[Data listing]
—————
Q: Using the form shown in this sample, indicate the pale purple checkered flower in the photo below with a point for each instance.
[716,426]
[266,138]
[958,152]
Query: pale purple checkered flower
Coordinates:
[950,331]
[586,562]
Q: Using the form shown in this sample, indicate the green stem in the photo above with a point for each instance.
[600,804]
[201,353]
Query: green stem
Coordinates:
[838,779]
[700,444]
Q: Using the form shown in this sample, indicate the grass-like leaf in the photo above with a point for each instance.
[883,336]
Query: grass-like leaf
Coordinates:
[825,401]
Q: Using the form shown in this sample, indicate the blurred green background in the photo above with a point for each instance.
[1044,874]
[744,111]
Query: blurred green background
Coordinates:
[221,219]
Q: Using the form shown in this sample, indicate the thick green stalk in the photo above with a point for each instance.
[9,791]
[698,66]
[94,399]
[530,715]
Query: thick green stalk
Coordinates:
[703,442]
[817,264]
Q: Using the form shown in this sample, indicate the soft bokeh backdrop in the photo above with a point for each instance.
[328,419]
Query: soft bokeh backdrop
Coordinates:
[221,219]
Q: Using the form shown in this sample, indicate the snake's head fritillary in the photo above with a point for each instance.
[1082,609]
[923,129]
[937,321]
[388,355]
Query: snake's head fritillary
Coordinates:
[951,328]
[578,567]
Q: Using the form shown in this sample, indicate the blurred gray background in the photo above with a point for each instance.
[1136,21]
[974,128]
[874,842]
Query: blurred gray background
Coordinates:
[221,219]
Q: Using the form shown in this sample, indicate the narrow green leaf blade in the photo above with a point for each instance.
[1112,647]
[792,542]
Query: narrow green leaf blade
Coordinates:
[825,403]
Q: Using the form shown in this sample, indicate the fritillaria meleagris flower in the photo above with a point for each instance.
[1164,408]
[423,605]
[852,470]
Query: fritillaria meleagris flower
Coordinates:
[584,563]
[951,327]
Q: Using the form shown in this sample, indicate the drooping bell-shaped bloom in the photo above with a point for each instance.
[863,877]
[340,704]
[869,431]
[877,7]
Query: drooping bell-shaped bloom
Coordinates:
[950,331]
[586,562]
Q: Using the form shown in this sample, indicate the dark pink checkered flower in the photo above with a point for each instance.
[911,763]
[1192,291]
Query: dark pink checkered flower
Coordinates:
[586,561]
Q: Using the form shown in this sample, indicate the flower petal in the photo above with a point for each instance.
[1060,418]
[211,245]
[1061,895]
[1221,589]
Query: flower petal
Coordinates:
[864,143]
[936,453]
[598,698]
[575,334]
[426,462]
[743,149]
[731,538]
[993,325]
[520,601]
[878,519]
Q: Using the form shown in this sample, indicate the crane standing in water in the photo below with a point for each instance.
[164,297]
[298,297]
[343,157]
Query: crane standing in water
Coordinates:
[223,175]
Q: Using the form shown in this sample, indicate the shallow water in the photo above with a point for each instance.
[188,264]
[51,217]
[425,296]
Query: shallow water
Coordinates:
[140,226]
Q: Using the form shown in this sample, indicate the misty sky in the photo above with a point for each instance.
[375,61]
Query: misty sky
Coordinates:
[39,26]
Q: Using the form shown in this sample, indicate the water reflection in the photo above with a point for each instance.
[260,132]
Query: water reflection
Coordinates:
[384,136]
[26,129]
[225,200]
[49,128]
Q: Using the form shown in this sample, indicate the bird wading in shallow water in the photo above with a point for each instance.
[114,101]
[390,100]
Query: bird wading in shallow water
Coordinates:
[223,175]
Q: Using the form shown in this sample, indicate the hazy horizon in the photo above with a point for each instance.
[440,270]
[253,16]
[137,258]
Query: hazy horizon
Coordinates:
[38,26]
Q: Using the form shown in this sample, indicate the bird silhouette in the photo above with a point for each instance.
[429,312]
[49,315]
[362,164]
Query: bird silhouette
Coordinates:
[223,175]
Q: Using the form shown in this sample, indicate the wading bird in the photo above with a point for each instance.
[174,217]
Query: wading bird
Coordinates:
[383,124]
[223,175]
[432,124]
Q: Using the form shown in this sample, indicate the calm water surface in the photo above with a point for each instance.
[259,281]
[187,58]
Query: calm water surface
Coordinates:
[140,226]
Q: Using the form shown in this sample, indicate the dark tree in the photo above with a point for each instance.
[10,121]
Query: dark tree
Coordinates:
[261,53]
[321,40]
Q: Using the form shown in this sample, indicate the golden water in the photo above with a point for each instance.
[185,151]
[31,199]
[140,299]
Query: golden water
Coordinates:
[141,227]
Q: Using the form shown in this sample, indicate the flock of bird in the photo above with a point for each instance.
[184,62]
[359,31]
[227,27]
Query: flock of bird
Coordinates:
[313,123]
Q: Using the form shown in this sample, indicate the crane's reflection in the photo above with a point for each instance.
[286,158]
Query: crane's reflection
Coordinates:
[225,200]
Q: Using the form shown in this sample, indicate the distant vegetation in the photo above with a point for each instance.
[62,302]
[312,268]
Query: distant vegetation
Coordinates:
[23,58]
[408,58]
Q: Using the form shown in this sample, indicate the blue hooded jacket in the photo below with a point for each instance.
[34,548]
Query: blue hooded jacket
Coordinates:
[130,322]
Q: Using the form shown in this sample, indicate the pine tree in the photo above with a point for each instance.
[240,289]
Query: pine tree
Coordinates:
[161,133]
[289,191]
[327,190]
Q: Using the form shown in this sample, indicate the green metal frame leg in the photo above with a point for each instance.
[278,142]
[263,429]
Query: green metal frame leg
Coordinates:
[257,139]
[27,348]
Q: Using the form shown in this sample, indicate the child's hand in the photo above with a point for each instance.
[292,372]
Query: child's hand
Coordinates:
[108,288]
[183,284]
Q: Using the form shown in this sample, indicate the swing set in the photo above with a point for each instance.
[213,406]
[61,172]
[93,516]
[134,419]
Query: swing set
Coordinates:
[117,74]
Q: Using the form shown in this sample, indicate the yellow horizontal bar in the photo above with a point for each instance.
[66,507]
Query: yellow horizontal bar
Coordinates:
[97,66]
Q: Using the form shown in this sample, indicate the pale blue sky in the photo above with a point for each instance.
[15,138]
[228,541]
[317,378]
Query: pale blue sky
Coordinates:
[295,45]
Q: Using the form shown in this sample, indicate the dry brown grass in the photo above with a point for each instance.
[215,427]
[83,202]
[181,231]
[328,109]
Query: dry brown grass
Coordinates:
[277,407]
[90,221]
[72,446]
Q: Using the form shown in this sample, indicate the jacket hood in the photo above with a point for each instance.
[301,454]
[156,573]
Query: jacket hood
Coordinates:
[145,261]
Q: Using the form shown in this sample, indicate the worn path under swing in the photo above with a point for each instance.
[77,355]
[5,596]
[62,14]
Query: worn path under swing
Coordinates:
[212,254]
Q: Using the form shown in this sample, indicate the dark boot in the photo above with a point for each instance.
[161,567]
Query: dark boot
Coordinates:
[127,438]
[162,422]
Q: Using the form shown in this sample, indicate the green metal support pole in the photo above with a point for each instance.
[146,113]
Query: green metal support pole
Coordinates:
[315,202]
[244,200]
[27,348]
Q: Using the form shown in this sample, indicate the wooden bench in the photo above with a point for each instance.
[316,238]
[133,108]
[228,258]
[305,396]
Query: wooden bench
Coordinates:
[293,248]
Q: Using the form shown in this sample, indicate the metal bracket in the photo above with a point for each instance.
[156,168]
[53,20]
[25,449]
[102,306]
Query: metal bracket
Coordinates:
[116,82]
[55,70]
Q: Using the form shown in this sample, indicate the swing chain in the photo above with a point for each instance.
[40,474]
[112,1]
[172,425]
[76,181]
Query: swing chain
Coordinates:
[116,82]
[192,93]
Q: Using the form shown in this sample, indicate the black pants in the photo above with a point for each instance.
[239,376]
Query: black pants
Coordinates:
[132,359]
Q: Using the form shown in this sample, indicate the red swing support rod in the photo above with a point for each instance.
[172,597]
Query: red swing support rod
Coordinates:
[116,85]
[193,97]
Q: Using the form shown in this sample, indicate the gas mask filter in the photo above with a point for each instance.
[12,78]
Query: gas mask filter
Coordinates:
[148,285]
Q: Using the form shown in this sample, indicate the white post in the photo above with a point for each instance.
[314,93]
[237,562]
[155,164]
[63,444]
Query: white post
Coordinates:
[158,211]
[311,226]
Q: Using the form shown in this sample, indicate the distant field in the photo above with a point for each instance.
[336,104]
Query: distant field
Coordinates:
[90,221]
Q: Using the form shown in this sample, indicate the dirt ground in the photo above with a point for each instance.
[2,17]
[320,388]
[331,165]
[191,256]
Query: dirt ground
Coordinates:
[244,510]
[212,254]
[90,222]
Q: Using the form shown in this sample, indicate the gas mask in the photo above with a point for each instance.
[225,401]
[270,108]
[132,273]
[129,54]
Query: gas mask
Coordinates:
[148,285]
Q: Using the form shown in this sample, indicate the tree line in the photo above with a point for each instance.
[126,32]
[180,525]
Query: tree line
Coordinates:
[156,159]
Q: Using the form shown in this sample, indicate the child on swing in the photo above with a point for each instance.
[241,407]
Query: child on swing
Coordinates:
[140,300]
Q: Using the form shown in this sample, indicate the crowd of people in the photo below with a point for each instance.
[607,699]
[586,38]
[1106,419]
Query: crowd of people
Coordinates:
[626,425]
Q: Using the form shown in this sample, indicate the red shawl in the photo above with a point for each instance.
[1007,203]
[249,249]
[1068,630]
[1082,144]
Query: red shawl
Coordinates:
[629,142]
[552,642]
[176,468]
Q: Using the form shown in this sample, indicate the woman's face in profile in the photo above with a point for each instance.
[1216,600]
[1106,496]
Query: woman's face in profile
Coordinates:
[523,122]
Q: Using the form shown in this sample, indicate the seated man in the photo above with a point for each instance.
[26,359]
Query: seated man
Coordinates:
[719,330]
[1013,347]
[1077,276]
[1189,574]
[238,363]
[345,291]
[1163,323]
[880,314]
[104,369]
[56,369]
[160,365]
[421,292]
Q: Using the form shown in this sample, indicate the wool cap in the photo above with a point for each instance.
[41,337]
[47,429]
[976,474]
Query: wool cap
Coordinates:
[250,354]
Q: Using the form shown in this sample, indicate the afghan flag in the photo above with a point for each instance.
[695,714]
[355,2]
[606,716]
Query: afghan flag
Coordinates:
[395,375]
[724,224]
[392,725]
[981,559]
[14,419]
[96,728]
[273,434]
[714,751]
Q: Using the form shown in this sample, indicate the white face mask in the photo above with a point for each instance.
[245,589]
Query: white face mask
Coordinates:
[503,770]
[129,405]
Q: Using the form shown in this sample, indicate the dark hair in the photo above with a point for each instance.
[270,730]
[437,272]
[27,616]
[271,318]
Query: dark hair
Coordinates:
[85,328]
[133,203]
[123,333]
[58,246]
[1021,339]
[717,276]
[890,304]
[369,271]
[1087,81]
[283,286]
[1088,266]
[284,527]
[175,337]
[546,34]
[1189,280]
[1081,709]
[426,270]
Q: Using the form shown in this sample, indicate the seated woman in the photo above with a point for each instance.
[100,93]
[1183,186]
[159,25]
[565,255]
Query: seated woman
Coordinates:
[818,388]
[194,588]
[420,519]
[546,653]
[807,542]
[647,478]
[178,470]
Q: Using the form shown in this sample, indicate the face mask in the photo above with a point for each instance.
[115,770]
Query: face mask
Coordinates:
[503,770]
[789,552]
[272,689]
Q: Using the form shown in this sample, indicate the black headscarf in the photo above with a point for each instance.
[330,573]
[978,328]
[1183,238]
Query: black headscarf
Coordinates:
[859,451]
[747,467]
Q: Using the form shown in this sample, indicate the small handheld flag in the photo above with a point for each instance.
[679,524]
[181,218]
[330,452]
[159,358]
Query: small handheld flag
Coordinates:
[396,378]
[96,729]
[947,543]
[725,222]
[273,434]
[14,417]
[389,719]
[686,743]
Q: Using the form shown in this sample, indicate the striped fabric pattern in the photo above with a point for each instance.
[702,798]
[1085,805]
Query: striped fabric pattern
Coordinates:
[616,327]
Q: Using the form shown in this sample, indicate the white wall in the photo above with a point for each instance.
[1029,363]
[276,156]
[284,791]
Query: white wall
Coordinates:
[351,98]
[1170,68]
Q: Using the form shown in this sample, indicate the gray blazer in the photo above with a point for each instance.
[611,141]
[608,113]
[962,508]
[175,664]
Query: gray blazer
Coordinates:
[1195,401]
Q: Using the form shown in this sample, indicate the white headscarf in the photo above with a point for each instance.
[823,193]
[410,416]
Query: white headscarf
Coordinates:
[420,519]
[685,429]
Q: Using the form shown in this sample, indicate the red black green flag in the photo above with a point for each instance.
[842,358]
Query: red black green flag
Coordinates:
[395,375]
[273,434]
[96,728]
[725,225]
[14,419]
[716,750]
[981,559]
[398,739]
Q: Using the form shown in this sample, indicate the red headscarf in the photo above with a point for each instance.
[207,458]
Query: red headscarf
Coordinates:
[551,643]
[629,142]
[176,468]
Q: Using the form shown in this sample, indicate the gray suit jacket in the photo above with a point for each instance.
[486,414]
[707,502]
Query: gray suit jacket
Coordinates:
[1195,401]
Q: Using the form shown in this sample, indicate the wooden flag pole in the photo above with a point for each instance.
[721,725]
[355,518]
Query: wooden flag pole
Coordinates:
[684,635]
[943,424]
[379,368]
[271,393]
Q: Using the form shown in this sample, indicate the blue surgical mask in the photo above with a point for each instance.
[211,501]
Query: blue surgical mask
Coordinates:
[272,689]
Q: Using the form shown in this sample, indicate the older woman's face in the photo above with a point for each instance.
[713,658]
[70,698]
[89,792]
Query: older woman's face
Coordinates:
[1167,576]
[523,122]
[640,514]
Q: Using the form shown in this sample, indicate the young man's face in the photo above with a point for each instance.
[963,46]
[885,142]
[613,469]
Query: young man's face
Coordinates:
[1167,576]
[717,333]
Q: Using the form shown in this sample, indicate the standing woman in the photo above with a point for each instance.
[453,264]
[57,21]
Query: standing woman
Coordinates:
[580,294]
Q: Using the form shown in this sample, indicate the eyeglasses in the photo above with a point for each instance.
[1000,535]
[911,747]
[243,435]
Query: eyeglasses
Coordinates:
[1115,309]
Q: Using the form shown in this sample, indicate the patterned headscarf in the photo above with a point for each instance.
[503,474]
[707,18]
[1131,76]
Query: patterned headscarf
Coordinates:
—————
Only the lines from the one that contains "Q: Using the form shown in this sample, indicate the young" through the last line should be repeated, each exactly as it stands, with both ends included.

▶ [Exercise answer]:
Q: Using the form shown in this sample, indicate the young man's face in the photo above with a point for each instance.
[963,46]
[885,142]
[613,469]
Query: young man's face
Coordinates:
[1167,576]
[717,333]
Q: Using the form shown in this sample, indicate the standing woman in the photo above with a point for each instance.
[453,264]
[57,21]
Query: standing woman
Coordinates:
[580,294]
Q: Using the form shown in this sample, indicate the eyeglasses in the photo above with a point for each instance.
[1000,535]
[911,747]
[243,435]
Query: eyeglasses
Coordinates:
[1115,309]
Q: Using the form shown in this sample, indicate the patterned headscarf in the photo above with a point for each instance.
[503,474]
[707,18]
[1131,76]
Query: patterned headscarf
Coordinates:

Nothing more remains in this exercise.